◆ Things to do:
1 – In the article on the shimmer effect, which system in the brain do social media, streaming, and gaming platforms trigger?
2 – Write the next part of the article on the shimmer effect, picking up right after its closing question.
[start of Extract provided]
What the Internet Is Doing to Our Minds – Part 2: The Shimmer Effect

Part 2: The Shimmer Effect—Why We Can’t Focus Anymore

The most powerful corporations in the world are hiring the highest-quality experts and skills to create the most addictive, pleasure-hitting, keeps-us-coming-back-for-more algorithms. 

Let’s break it down. 

Massive tech companies with enormous influence, resources, and capital hire the best engineers, neuroscientists, behavioral psychologists, and AI specialists to come up with algorithms that optimize user engagement. 

Why would they do that? Because they profit from user attention, primarily through advertising revenue and data collection. 

They use vast datasets and machine learning to predict and influence human behavior, often in ways that increase time spent on their platforms.

Social media, streaming, and gaming platforms use psychological and behavioral triggers similar to those in gambling. They trigger the dopamine system, which governs pleasure and reward in the brain. Features like:

  • Infinite scrolling (no stopping point)

  • Personalized recommendations (content you’re more likely to enjoy)

  • Rewards (likes, comments, notifications—similar to slot machines in casinos)

  • AI-driven content selection (keeps showing what you "might" like next)

These mechanisms encourage compulsive usage and make it difficult to stop.

Since these platforms thrive on engagement (more time spent = more ad revenue), they are designed to become habit-forming, to keep you hooked.

Social validation, fear of missing out (FOMO), and carefully timed notifications create a cycle of craving > consumption > satisfaction > craving again.

I’ll give you an example—I deleted Instagram from my phone because I was spending too much time on it, just scrolling. So I got rid of it, but then I put it back because I’m in Bali, attending all these workshops for research, and at the end of the workshops, most of the coaches and teachers had their QR codes up with their Instagram accounts, saying, ‘If you want to connect, if you want more information, just DM me on Instagram.’ So I put it back on my phone to make that process easier. But after just two days, I realized I was back to scrolling again. So I deleted it again—because I was hooked again. Not because I’m weak or lame, but because that’s what it’s designed to do. 

Ok, so the above means, they keep us hooked and addicted, making it easy for us to get lost in the shimmer and find ourselves mindlessly scrolling.

But is it bad that we do that? What happens when we spend so much time on it? What does that do to our brains and attention abilities? Our self-worth? How is it affecting us and our state of mind? 

Studies show that social media can lead to compulsive behavior patterns, increased anxiety, and reduced attention spans.

Reduced attention spans means we can’t concentrate. 

So when we endlessly scroll online, it makes our brain and nervous system task-switch so often that we become ‘mentally injured’—and we don’t even notice it. The injury is to our attentional system, which basically means we can’t concentrate or stay focused on a single idea for hours, days, months, or years.

Why is that important?
[end of Extract provided]
[start of Data section]
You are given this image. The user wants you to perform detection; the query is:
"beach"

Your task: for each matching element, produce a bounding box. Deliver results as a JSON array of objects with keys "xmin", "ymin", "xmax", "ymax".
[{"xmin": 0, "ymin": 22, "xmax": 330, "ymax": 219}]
[end of Data section]
◆ Answers below:
1 – The dopamine system, which governs pleasure and reward in the brain.

2 –
If we can’t concentrate → we can’t finish a task → this messes with our results in life → we feel like we’re failing, incompetent, or useless → that messes with our self-worth, self-belief, and self-confidence.

We start a lot of things but hardly ever finish them. We lose trust and faith in ourselves. This makes us feel like we’re failing, like we can’t finish anything or get anywhere in life. And that is not good.

"The average employee will check their email, Slack, or text messages every 3–5 minutes. The average television commercial happens every 7 minutes."

— Erick Godsey, Have You Noticed the New World: An Intro to the Shimmer

"The average person checks their phone between 120 and 220 times a day. If you check your phone 200 times a day and you sleep for eight hours, that means you check your phone, on average, every 4.9 minutes. It takes us about 15 minutes to drop into focus on any given task.

And so the average person is statistically constantly distracted. What happens is we do something that we call multitasking. But guys, multitasking with your conscious mind is not possible." …

"People who multitask are significantly less effective at completing whatever task they're trying to do. People who multitask, on average, take twice as long to complete a task compared to people who don't multitask."

— Erick Godsey, How to Surf The Shimmer Like a Focused Artist

Multitasking isn’t real—it’s just constant task-switching. And it’s fucking up your brain.
— Keiu

Our brains need long stretches of deep, meaningful work to feel happy and healthy. It’s satisfying. It gives us a sense of completion and success. But right now, it’s quite obvious that most of us can’t do it because we are mentally injured. Our attentional system is hurt, and we just can’t sit still or stay focused on anything for longer than a short while.

I believe that deep focus, which means to keep our attention on a single thing for multiple hours, is akin to working out, that we have evolved to require it, and that if we don’t get it, it makes us feel sick.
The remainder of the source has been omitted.